§ **Requirements**
The text below is about Wes Anderson's film The Royal Tenenbaums. Name every veteran actor listed in its first sentence.
Begin Document section
Working with vets like Hackman, Huston and Glover might intimidate some younger directors. But Anderson actually wrote the movie with each specific star in mind. He approached Hackman years before the script was conceived and doggedly pursued him even after the star was slow to respond. Did being the co-screenwriter give Anderson, the director, a leg up on the set?
"I don't separate the two jobs like the industry does," Anderson said. "For me, most of the writing is just planning what we are going to film. So to me the two disciplines are linked. I will say that on The Royal Tenenbaums I stuck much closer to the script than I had envisioned. I always imagined myself as a Cassavetes-type director, where the process verges on this loose, improv feeling. But we didn't improvise a single line in this movie."
Halfway through our lunch, the obvious impression was that Wes Anderson is a director who loves to plan things; all the more amazing given that his films feel like spontaneous-combustion comedy. Take the soundtrack for The Royal Tenenbaums, rife with well-known pop tunes from the '60s and '70s, for example. Anderson began thinking of songs to include from the moment he started writing the script, perhaps even earlier.
"There's a Nico song that plays when Gwyneth Paltrow comes off the bus with Richie. It's called "These Days" and I knew I wanted that song in the film before I had ever conceived of a story. I had this vague image of someone coming out of Penn Station with the Nico song playing. There was also a Ravel String Quartet I wanted in there. The music gives me a feeling that I will then match up with a scene in the movie."
End Document section
Begin Data excerpts
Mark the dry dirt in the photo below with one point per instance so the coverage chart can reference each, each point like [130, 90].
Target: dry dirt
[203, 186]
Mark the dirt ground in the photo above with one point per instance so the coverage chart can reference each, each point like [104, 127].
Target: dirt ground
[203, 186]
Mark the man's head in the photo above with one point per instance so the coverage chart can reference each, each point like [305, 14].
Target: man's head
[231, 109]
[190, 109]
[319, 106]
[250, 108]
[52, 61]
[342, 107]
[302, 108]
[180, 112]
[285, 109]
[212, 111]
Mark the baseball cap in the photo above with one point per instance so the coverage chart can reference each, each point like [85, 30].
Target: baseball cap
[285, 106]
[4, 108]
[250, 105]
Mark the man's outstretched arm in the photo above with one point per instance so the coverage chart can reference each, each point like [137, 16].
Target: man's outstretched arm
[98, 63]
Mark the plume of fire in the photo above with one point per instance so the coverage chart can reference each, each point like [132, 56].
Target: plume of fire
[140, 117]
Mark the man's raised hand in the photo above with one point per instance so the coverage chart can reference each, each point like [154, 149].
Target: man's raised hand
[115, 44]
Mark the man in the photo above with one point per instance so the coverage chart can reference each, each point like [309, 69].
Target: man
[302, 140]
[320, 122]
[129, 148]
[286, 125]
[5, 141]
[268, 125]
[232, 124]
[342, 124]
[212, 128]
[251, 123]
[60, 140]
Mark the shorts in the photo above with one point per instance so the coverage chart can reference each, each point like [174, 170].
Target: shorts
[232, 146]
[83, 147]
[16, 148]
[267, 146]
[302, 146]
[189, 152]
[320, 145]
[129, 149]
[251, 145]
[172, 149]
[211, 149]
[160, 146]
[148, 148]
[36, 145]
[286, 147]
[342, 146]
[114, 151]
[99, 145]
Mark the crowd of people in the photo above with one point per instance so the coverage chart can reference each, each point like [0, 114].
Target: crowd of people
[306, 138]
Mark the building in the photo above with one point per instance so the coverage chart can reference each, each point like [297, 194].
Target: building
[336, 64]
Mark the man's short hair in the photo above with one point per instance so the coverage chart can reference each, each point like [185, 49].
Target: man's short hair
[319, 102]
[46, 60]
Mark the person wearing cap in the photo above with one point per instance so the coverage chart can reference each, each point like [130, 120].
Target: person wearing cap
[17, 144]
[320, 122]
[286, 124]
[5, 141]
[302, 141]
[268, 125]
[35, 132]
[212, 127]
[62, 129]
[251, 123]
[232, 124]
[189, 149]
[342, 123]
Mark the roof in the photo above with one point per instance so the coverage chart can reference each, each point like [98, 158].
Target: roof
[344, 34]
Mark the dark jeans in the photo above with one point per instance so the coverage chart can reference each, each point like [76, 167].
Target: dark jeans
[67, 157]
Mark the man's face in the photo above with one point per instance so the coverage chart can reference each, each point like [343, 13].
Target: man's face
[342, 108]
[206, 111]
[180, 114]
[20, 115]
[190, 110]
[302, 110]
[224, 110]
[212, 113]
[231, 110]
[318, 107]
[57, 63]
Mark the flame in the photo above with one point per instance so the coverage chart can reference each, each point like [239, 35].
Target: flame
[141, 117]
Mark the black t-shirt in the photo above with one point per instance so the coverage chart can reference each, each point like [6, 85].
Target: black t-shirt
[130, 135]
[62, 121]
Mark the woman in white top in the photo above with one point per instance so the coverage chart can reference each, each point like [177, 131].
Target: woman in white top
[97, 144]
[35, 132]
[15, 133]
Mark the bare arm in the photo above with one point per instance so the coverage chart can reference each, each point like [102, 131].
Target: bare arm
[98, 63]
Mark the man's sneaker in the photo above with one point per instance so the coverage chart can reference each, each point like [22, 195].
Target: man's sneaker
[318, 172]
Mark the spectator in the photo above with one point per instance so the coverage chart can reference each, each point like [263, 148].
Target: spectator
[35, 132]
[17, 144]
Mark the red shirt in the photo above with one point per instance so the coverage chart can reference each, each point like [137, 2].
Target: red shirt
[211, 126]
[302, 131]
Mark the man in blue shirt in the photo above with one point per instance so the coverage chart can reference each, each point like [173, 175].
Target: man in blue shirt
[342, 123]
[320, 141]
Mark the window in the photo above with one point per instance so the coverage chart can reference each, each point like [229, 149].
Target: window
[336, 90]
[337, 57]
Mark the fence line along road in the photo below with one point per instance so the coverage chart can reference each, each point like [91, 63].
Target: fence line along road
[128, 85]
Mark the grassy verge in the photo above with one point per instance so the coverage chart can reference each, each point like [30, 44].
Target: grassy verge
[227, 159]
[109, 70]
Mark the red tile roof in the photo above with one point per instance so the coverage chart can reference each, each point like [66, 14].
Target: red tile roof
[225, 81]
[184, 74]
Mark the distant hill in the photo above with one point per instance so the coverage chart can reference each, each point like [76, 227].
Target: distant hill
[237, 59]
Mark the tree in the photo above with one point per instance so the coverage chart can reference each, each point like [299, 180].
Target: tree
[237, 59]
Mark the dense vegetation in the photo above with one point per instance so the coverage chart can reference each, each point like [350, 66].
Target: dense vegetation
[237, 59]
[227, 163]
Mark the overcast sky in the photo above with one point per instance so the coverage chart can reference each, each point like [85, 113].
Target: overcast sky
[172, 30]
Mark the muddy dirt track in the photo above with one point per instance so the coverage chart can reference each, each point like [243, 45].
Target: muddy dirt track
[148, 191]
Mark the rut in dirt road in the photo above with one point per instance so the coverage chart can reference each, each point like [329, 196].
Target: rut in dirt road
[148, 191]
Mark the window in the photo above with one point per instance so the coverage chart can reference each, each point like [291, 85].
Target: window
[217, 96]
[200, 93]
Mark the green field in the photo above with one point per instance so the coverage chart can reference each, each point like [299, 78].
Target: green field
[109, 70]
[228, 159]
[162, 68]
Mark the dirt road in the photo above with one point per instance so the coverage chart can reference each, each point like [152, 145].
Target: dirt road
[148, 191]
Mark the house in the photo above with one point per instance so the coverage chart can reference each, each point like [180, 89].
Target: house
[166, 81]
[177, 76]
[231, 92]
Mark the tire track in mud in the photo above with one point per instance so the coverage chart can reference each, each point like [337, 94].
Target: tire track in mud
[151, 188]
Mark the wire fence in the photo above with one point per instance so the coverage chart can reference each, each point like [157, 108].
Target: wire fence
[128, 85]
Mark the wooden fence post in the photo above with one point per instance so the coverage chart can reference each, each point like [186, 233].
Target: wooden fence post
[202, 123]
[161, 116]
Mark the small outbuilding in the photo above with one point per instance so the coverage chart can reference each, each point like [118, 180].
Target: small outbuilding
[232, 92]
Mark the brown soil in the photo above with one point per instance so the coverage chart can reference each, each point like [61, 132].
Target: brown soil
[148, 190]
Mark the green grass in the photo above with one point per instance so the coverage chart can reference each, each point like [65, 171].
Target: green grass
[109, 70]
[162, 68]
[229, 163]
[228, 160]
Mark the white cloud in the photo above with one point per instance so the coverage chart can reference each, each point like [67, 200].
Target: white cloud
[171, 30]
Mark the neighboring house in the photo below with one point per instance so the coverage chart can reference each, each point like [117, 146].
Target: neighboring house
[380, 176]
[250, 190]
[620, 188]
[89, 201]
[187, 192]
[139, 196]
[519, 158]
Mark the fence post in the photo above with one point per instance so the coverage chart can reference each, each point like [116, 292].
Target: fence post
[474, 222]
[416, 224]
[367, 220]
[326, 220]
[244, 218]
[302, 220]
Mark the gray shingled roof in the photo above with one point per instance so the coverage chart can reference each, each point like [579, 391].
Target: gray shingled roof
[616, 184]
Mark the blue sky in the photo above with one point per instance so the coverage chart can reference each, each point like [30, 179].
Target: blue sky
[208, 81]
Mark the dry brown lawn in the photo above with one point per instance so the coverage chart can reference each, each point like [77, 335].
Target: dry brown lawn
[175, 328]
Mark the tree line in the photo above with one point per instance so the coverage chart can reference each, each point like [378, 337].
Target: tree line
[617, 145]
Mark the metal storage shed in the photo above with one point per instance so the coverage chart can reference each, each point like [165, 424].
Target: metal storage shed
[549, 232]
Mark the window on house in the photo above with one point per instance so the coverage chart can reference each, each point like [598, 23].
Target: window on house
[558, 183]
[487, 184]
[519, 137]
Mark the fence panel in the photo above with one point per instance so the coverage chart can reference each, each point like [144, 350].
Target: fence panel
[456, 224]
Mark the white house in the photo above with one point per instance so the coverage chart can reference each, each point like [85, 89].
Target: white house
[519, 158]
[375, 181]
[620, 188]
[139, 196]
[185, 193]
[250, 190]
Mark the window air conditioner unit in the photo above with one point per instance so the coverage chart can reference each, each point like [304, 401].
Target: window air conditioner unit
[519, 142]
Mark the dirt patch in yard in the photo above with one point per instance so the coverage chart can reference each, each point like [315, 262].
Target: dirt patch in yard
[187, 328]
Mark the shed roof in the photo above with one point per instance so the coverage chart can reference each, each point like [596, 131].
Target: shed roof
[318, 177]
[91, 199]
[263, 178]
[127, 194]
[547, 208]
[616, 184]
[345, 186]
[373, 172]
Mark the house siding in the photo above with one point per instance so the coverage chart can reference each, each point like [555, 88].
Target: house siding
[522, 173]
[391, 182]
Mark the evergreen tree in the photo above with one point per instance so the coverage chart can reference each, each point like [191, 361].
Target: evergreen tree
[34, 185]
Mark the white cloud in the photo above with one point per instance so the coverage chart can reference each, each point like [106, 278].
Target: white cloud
End Data excerpts
§ **Solution for this task**
Hackman, Huston and Glover.